The Undoing Project: A Friendship That Changed Our Minds

Whether it's baseball, the housing crash or high-speed stock trading, Michael Lewis has a knack for tackling subjects that will enable his readers to see the world through a new lens. Given that talent, he must have felt an inevitable kinship to Israeli psychologists Daniel Kahneman and Amos Tversky, whose collaboration on a series of groundbreaking behavioral studies changed forever the way we understand how human beings make decisions.

Lewis' latest work, THE UNDOING PROJECT, is the absorbing story of that collaboration. It's both a highly readable introduction to Kahneman and Tversky's work and a deeply human account of their unlikely and intense relationship, a story of "how two so radically different personalities could find common ground, much less become soul mates."

Lewis' interest in this body of research dates all the way back to a review of his 2003 book, MONEYBALL, by Harvard law professor Cass Sunstein and University of Chicago economist Richard Thaler, who helped popularize Kahneman and Tversky's ideas about how the human mind "functioned when it faced uncertain situations." As Lewis notes, "These ideas had taken some time to seep into the culture, but now they were in the air we breathed. There was a new awareness of the sorts of systematic errors people might make --- and so entire markets might make --- if their judgments were left unchecked."

"Anyone confronting the ideas of Amos Tversky and Daniel Kahneman for the first time through this engaging work is unlikely ever again to think the same way about the complicated phenomenon of how we make up our minds."

Beginning in the late 1960s and extending until approximately 1983, Tversky and Kahneman devised a series of highly original experiments designed to expose the mental shortcuts --- what they called heuristics --- that bias our decision making. Without previous exposure to the Israelis' work, Lewis gave currency to some of these ideas in his account of how Oakland Athletics general manager Billy Beane helped transform the evaluation of baseball talent through the use of analytics. THE UNDOING PROJECT explores how Kahneman and Tversky's insights helped transform fields as disparate as the Israeli military, the health care industry and (thanks to Cass Sunstein) the U.S. school lunch program, and ultimately upended our view of "the pitfalls in the human mind when it was required to render judgments in conditions of uncertainty."

(Data entries)
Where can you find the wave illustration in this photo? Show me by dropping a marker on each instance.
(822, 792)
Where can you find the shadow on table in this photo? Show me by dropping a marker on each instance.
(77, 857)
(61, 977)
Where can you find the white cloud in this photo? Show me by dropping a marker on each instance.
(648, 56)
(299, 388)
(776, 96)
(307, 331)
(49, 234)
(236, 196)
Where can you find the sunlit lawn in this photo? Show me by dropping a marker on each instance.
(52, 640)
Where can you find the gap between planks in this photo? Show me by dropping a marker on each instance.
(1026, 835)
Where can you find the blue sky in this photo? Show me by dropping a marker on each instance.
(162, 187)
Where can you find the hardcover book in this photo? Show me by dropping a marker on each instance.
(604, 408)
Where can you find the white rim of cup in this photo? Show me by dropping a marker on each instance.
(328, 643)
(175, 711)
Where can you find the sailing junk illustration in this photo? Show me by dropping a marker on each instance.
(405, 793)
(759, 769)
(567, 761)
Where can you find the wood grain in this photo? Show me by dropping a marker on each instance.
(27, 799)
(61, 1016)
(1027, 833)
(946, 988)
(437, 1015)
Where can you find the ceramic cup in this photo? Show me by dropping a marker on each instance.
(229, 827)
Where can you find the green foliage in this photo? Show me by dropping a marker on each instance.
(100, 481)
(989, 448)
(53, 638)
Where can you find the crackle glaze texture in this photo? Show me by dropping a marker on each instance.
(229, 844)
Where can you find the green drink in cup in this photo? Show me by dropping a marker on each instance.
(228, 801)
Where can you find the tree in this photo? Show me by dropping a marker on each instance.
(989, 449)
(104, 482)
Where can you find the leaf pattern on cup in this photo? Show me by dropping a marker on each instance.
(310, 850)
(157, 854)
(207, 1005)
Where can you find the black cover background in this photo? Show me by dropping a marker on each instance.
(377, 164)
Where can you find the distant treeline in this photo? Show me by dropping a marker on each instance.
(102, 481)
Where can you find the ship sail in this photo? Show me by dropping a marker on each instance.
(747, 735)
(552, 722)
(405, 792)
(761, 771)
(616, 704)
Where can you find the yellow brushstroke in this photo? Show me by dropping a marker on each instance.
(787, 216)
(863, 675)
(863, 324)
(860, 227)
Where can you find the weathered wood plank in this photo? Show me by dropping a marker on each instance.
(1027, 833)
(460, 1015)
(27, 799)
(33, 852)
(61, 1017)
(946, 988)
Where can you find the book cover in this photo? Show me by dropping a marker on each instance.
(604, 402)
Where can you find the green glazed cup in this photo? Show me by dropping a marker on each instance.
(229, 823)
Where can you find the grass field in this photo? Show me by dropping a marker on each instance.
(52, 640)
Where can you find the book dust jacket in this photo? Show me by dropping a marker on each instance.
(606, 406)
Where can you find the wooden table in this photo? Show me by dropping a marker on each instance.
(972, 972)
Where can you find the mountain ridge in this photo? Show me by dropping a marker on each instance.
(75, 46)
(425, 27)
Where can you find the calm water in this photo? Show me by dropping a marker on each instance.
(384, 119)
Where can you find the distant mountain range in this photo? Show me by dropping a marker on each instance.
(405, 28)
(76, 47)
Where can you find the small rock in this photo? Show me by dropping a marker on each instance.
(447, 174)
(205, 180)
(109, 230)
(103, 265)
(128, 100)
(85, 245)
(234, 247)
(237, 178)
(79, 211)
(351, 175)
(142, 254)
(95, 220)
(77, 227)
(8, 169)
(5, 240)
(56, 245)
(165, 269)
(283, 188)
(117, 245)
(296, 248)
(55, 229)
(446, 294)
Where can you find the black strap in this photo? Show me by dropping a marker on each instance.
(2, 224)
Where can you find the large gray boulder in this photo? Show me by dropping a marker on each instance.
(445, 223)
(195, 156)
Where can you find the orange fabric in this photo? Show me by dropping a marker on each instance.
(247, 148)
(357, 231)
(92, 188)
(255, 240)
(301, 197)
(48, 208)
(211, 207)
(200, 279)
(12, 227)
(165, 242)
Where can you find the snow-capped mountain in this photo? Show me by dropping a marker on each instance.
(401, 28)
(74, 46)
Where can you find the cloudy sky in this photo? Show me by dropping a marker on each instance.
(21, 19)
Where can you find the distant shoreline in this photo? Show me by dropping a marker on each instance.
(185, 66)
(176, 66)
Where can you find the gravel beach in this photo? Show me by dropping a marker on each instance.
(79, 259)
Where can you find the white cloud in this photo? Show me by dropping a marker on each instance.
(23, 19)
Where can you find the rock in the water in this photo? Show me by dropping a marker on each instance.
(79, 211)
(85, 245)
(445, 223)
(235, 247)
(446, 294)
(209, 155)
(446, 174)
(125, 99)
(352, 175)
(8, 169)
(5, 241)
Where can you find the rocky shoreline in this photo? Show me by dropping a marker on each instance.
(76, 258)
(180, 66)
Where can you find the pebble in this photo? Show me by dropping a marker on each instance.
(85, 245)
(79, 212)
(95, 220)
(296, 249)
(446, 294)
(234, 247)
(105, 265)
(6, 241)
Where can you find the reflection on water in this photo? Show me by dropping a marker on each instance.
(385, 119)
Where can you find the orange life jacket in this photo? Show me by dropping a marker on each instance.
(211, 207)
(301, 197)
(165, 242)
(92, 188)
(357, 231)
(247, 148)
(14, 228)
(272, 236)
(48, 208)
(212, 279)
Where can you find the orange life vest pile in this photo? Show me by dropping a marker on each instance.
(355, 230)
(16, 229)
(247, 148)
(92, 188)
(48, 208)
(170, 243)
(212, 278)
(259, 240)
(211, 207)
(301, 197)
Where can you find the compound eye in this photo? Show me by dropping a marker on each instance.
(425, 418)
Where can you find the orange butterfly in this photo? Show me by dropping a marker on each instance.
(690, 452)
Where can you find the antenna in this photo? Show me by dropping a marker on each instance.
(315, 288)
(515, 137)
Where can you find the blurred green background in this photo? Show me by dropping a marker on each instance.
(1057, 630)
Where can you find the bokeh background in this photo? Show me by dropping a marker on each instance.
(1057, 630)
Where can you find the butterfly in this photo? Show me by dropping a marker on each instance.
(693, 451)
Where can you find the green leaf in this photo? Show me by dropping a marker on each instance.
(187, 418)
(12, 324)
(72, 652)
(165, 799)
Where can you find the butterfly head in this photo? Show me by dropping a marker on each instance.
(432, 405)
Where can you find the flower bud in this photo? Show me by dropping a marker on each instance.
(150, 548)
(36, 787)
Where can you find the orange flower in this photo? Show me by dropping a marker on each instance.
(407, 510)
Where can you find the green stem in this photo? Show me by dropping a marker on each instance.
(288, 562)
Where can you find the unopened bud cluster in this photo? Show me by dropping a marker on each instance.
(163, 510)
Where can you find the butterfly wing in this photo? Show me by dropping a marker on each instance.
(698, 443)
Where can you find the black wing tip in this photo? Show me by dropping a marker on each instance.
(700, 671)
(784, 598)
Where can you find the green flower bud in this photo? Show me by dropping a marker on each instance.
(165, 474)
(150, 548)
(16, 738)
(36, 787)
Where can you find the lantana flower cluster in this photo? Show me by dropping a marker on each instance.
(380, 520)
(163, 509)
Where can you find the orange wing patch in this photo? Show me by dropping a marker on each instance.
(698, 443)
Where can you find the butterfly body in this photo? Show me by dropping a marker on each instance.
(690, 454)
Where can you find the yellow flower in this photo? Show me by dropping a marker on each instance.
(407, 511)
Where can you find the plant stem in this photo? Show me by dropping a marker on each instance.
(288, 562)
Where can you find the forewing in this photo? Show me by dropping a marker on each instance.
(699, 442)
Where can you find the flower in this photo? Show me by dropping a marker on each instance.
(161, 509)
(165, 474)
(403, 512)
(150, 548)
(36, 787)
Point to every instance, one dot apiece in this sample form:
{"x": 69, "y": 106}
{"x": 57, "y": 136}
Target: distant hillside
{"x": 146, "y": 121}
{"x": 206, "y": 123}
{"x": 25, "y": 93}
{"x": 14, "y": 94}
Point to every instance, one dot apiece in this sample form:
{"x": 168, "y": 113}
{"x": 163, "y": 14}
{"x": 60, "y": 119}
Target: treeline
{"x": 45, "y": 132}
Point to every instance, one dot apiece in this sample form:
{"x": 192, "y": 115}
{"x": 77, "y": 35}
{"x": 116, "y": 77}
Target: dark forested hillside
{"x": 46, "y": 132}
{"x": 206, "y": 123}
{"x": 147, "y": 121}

Tasks to complete>
• A. Name every person mentioned by name in the review of The Undoing Project.
• B. Pick up the review of The Undoing Project after its last sentence and write the next paragraph.

Outputs for the tasks>
• A. Michael Lewis, Daniel Kahneman, Amos Tversky, Cass Sunstein, Richard Thaler, Billy Beane

• B.
With a generous helping of examples from their research, Lewis patiently traces the evolution of Kahneman and Tversky's theories and the path they took into the culture at large. Among the decision-making deficiencies ruthlessly exposed by this psychological research are our tendency to generalize from small samples (representativeness) or by examples close at hand (availability) and anchoring, illustrated by an experiment that asked its subjects to estimate the percentage of African countries in the United Nations after spinning a wheel of fortune. Subjects who spun a higher number tended to guess a higher percentage, while those who guessed a lower number guessed smaller. Lewis demonstrates, through his concise and yet informative description of the Israeli psychologists' work, how "the rules of thumb people used to evaluate probability led to misjudgments."

THE UNDOING PROJECT is also an intensely human story. Though they both received their undergraduate degrees from Hebrew University of Jerusalem, it would be hard to find two such dissimilar scholars. Kahneman, the elder by three years, was a French Holocaust survivor whose father died before his son and wife immigrated in 1946 to what would become the State of Israel two years later. Plagued by self-doubt, his interest in psychology was fueled by his service in the Israel Defense Forces, where he devised personality tests to assess the qualifications of recruits. In contrast, Tversky, a native of Israel and paratrooper in the IDF who received one of the army's highest medals for bravery, was an assertive and charismatic personality. A mathematical psychologist, he had an abiding interest in how people made decisions.

Lewis zestfully describes how these two superficially mismatched men would retreat to a conference room for hours on end, with the only sound coming from the room the echo of their laughter. "They'd become a single mind," Lewis argues, "creating ideas about why people did what they did, and cooking up odd experiments to test them." Beginning with their first paper, "Belief in the Law of Small Numbers," in 1971, they worked a revolution in the field of decision making, culminating in the articulation of what they called "prospect theory" in 1979, the foundation for the field of behavioral economics.

There's a poignancy to Lewis' description of how Tversky and Kahneman's relationship eroded after the mid-1980s, the victim of professional jealousy on the latter's part and their divergent career paths. Both permanently left Israel: Tversky to take a prestigious position at Stanford and Kahneman to join the faculty at the University of British Columbia. Tversky died of cancer in 1996, while Kahneman, alive today at age 82, won the Nobel Prize in Economics in 2002 for their joint work, recounted in detail in his New York Times bestseller, THINKING, FAST AND SLOW.

In THE UNDOING PROJECT, Michael Lewis again reveals his facility for taking an arcane subject and making it accessible to a wide readership. Anyone confronting the ideas of Amos Tversky and Daniel Kahneman for the first time through this engaging work is unlikely ever again to think the same way about the complicated phenomenon of how we make up our minds.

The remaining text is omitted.